**Exercise description**
Please return the stretch of the book review starting at "It is an achievement" and ending at "in the past.", copied word for word.

**Source extract**
....

It is an achievement to concoct the diary of a man from fifteen-year-old schoolboy in the early 1920s to death six decades later aged 85. It must have involved a good deal of research to select the series of C20 events to form the backdrop, and the book is possibly more appealing to readers of retirement age who can recall or have heard a lot about them in the past.
Logan Mountstuart has a comfortable childhood since his father is manager of a meat company, producing corned beef in Uruguay. On his return to England, a master at his minor public school who has taken a fancy to him steers Logan into an Oxford College from which he emerges with a third class degree, which matters not since his ambition is to become a writer. He has modest success in getting published quite quickly, but feels trapped after making the mistake of marrying an earl’s shallow daughter, on the rebound from rejection by a more intriguing woman. And so he embarks on a chequered life, where in the attempt to make the journal more interesting, his imaginary acquaintances mix with a succession of the rich and famous, movers and shakers, the likes of Hemingway, Picasso, Ian Fleming, even the Duke of Windsor and Wallace Simpson. All of these seem taken with Logan, at least initially. Then there is the US painter Nat Tate, whom some critics have been fooled into thinking actually existed.

....

**Records shown**
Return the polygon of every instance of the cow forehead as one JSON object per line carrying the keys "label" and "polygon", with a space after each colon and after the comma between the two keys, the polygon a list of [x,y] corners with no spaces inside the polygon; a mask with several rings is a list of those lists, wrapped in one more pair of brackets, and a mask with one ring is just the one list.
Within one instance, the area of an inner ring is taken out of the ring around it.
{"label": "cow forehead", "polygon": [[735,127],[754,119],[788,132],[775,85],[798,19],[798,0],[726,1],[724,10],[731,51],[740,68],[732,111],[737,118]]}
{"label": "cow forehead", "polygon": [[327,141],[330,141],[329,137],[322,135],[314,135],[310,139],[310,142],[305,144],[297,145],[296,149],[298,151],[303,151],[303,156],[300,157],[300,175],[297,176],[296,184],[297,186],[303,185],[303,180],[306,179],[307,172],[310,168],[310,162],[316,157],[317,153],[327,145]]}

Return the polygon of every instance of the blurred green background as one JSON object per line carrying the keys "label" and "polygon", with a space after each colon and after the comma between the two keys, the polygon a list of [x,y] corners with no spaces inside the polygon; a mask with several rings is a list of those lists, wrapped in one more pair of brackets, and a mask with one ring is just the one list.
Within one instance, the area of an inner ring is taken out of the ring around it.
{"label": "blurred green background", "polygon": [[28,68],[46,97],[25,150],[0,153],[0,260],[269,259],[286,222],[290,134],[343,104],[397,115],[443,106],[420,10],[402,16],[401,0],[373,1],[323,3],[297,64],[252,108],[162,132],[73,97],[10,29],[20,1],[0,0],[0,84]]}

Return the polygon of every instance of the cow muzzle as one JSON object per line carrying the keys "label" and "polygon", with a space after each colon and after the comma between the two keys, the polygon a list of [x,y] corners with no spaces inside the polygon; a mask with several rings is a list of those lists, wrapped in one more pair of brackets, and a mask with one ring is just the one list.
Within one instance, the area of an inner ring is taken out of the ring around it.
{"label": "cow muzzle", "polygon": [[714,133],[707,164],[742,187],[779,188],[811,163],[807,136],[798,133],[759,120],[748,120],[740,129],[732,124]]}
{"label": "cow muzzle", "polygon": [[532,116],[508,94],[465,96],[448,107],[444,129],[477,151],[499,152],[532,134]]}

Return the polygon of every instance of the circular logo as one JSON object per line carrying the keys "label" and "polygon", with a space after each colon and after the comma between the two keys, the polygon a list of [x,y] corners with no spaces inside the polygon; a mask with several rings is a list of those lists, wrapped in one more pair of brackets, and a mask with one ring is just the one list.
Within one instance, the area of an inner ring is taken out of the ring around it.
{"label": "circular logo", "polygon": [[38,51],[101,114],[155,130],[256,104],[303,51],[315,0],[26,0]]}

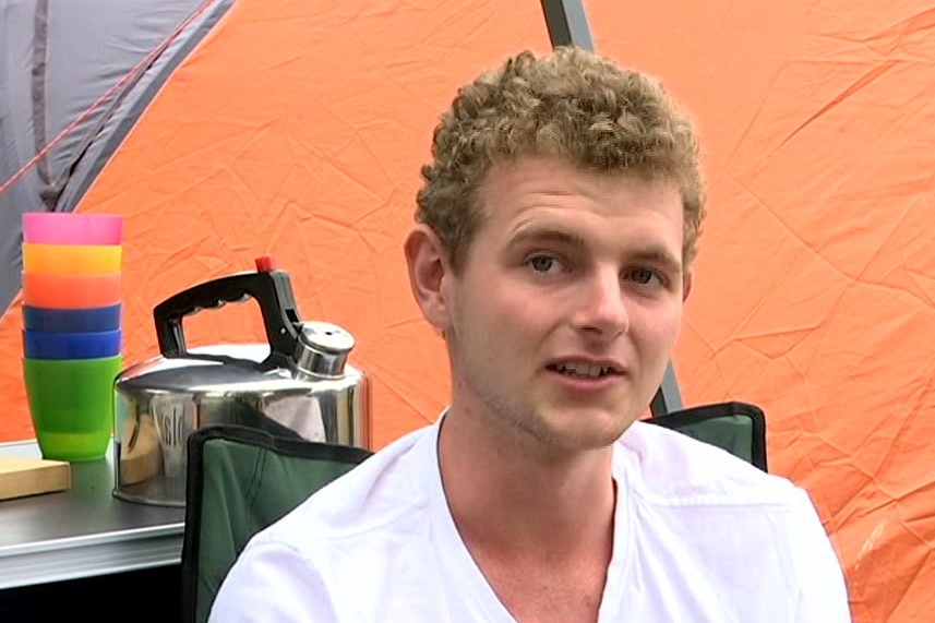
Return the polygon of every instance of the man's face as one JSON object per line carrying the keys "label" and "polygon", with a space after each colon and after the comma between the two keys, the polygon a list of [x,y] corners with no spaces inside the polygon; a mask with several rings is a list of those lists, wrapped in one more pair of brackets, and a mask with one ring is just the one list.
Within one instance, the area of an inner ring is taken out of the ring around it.
{"label": "man's face", "polygon": [[645,411],[679,332],[678,189],[528,158],[490,171],[480,202],[434,319],[452,408],[555,448],[611,444]]}

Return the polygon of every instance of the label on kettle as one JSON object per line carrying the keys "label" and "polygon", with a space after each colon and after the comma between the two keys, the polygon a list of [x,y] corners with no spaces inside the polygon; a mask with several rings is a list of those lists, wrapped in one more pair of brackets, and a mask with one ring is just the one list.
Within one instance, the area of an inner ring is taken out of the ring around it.
{"label": "label on kettle", "polygon": [[149,408],[159,433],[165,475],[184,477],[185,443],[194,426],[195,406],[185,397],[154,396]]}

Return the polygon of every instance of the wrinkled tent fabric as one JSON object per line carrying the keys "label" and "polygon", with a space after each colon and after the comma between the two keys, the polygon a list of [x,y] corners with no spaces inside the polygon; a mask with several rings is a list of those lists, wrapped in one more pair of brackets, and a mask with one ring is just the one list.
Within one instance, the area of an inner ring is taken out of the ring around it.
{"label": "wrinkled tent fabric", "polygon": [[[685,405],[766,411],[770,471],[812,493],[856,621],[935,619],[935,11],[587,9],[597,49],[662,76],[702,132],[710,215],[674,357]],[[157,302],[273,253],[303,316],[358,338],[377,445],[434,420],[447,363],[400,251],[418,169],[456,86],[526,47],[549,48],[532,0],[236,2],[76,205],[127,216],[127,360],[156,352]],[[0,440],[32,436],[19,330],[14,303]],[[228,305],[187,335],[263,333],[250,305]]]}
{"label": "wrinkled tent fabric", "polygon": [[[72,212],[155,89],[232,0],[0,0],[0,184],[76,119],[45,158],[0,193],[0,308],[21,287],[25,212]],[[152,64],[118,85],[193,12]]]}

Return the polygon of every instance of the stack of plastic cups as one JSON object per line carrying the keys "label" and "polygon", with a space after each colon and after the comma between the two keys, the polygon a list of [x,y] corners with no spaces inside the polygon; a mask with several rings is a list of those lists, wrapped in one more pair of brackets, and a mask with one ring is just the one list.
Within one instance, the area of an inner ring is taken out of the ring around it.
{"label": "stack of plastic cups", "polygon": [[23,374],[43,457],[104,458],[122,368],[123,218],[23,215]]}

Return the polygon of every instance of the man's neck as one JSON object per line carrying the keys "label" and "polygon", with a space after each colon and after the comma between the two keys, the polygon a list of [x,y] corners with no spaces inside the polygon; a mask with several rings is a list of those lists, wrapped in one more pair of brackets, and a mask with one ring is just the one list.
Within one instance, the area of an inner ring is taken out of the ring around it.
{"label": "man's neck", "polygon": [[439,440],[448,507],[469,549],[539,564],[600,552],[609,562],[612,448],[542,448],[471,416],[448,412]]}

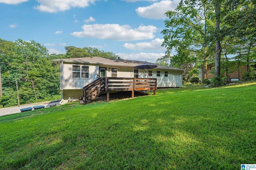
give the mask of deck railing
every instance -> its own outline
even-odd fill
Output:
[[[100,78],[83,88],[83,98],[85,104],[92,100],[104,90],[107,93],[107,102],[109,102],[109,92],[112,91],[132,92],[134,97],[134,91],[154,90],[156,94],[156,78],[125,78],[116,77]]]

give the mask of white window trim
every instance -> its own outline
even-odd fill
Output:
[[[150,71],[151,71],[151,72],[149,72]],[[151,74],[151,75],[150,75],[150,74]],[[152,76],[153,76],[153,70],[149,70],[148,71],[148,76],[150,76],[150,77],[152,77]]]
[[[113,68],[114,68],[114,69],[116,69],[116,72],[114,72],[114,73],[113,73],[113,72],[112,72],[112,69],[113,69]],[[111,67],[111,77],[117,77],[117,72],[118,72],[118,69],[117,69],[117,67],[116,67],[116,67]],[[113,77],[113,76],[112,76],[112,74],[116,74],[116,77]]]
[[[73,77],[73,72],[78,72],[78,71],[73,71],[73,66],[80,66],[80,71],[79,71],[80,72],[80,77]],[[89,70],[89,69],[90,69],[90,67],[88,65],[77,65],[77,64],[73,64],[72,65],[72,72],[71,73],[71,77],[73,79],[88,79],[90,78],[90,72],[88,71],[88,72],[82,72],[82,66],[86,66],[86,67],[88,67],[88,70]],[[88,72],[88,78],[86,78],[86,77],[82,77],[82,72]]]
[[[158,71],[160,71],[160,73],[157,73]],[[160,75],[159,76],[157,75],[157,74],[160,74]],[[157,77],[161,77],[161,71],[160,71],[160,70],[156,70],[156,76]]]
[[[137,73],[134,73],[134,70],[138,70],[138,74]],[[134,69],[133,70],[133,77],[134,78],[135,78],[135,75],[138,75],[138,78],[139,78],[139,74],[140,73],[140,72],[139,72],[139,69]]]
[[[165,72],[167,72],[167,74],[166,74]],[[167,76],[165,76],[166,75],[167,75]],[[169,72],[168,72],[168,71],[164,71],[164,77],[168,77],[168,76],[169,76]]]

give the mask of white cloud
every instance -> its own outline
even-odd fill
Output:
[[[49,54],[63,54],[64,53],[62,53],[59,51],[56,50],[56,49],[48,49],[48,51]]]
[[[62,46],[65,46],[67,44],[65,43],[59,43],[59,45],[61,45]]]
[[[86,23],[88,23],[89,22],[94,22],[96,20],[95,19],[90,16],[88,19],[85,20],[84,21]]]
[[[130,43],[126,43],[123,47],[128,49],[133,50],[164,50],[166,49],[161,46],[164,39],[157,38],[154,39],[151,42],[148,43],[144,42],[143,43],[138,43],[136,44]]]
[[[120,53],[116,54],[123,59],[136,60],[137,61],[147,61],[155,63],[156,60],[165,55],[164,53],[145,53],[127,54]]]
[[[69,10],[72,7],[84,8],[89,6],[90,4],[94,4],[96,0],[38,0],[40,5],[34,8],[44,12],[56,13]]]
[[[92,48],[95,48],[96,49],[104,49],[107,47],[107,45],[104,44],[104,45],[90,45],[90,47]]]
[[[71,35],[78,37],[132,41],[153,39],[155,36],[153,33],[157,30],[157,28],[152,25],[141,25],[131,29],[128,25],[116,24],[85,24],[82,28],[83,31],[74,32]]]
[[[14,24],[10,24],[10,25],[9,25],[9,27],[11,28],[14,28],[16,27],[17,27],[17,24],[16,23],[15,23]]]
[[[180,0],[162,0],[159,2],[144,7],[139,7],[135,10],[138,15],[143,18],[155,20],[166,18],[164,14],[168,11],[174,11]]]
[[[0,3],[15,5],[28,1],[28,0],[0,0]]]
[[[47,45],[48,46],[55,46],[56,45],[56,44],[51,44],[50,43],[46,43],[46,44],[44,44],[44,45]]]
[[[62,33],[63,32],[63,31],[57,31],[54,33],[55,34],[60,34]]]
[[[127,2],[134,2],[137,1],[156,1],[157,0],[123,0],[124,1],[126,1]]]

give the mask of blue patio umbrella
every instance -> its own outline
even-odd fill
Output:
[[[157,65],[153,64],[150,63],[143,64],[142,64],[138,65],[138,66],[136,66],[135,67],[134,67],[133,68],[135,69],[144,70],[144,78],[145,78],[146,77],[146,69],[152,69],[155,68],[156,67],[157,67]]]

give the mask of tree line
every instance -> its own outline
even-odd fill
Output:
[[[65,54],[50,54],[34,41],[0,39],[0,107],[59,99],[60,70],[52,62],[54,59],[118,57],[94,48],[68,46],[65,49]]]
[[[208,64],[215,65],[216,78],[246,64],[247,78],[256,78],[249,66],[256,59],[256,5],[255,0],[181,0],[166,13],[162,46],[167,51],[158,63],[186,70],[186,81],[199,68],[206,78]]]

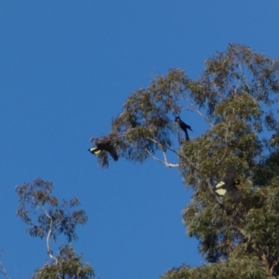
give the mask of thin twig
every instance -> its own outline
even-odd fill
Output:
[[[216,166],[218,166],[220,164],[222,164],[222,163],[223,162],[227,154],[227,150],[228,150],[227,137],[229,137],[229,129],[230,128],[230,126],[231,126],[231,121],[229,121],[227,126],[226,135],[225,135],[225,152],[222,158],[216,163]]]
[[[1,266],[0,273],[3,274],[8,279],[11,279],[10,277],[8,275],[7,271],[6,270],[5,266],[1,259],[0,259],[0,266]]]
[[[162,164],[164,164],[167,167],[178,167],[179,166],[179,165],[178,165],[178,164],[171,164],[169,163],[167,163],[167,161],[166,161],[166,160],[165,162],[162,161],[161,160],[160,160],[158,158],[155,157],[147,149],[144,149],[144,150],[154,160],[161,163]],[[165,160],[166,160],[166,158],[165,158]]]

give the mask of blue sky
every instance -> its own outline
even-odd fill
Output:
[[[228,43],[277,58],[278,10],[257,0],[1,1],[0,247],[10,277],[29,278],[49,259],[15,216],[15,186],[38,176],[59,198],[80,199],[89,220],[73,246],[102,279],[203,262],[181,223],[190,191],[179,171],[121,158],[101,169],[89,139],[110,132],[133,90],[171,68],[198,77]],[[190,136],[206,129],[181,116]]]

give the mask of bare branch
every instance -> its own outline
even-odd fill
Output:
[[[162,161],[161,160],[158,159],[158,158],[155,157],[147,149],[144,149],[145,151],[150,156],[151,156],[154,160],[156,161],[158,161],[161,163],[162,164],[165,165],[167,167],[177,167],[179,165],[178,164],[171,164],[169,163],[167,163],[167,158],[165,157],[165,153],[163,152],[164,157],[165,157],[165,162]]]
[[[50,256],[51,259],[55,261],[55,263],[57,264],[58,264],[58,259],[56,257],[55,257],[52,255],[52,251],[51,250],[50,248],[50,238],[52,232],[52,220],[50,219],[50,230],[48,231],[47,236],[47,255]]]

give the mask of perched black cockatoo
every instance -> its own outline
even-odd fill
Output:
[[[190,138],[189,135],[188,135],[187,129],[190,130],[193,132],[193,130],[191,129],[191,126],[189,125],[187,125],[185,122],[183,122],[179,116],[176,116],[174,120],[179,126],[180,128],[183,130],[185,132],[185,136],[186,138],[186,141],[189,142]]]
[[[227,192],[234,203],[239,203],[241,201],[242,197],[239,190],[236,187],[236,185],[240,183],[239,179],[235,179],[236,177],[236,171],[234,167],[227,167],[223,181],[220,181],[216,185],[215,192],[220,196],[223,196]]]
[[[108,152],[113,159],[116,161],[118,160],[118,154],[117,152],[110,140],[107,141],[107,142],[100,142],[96,144],[96,146],[91,147],[91,149],[88,149],[92,154],[97,155],[103,150]]]

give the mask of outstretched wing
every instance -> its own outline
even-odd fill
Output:
[[[97,147],[101,150],[107,151],[115,161],[118,160],[116,150],[113,145],[110,144],[110,143],[100,143],[97,144]]]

....

**Solution to this problem**
It is an achievement to concoct the diary of a man from fifteen-year-old schoolboy in the early 1920s to death six decades later aged 85. It must have involved a good deal of research to select the series of C20 events to form the backdrop, and the book is possibly more appealing to readers of retirement age who can recall or have heard a lot about them in the past.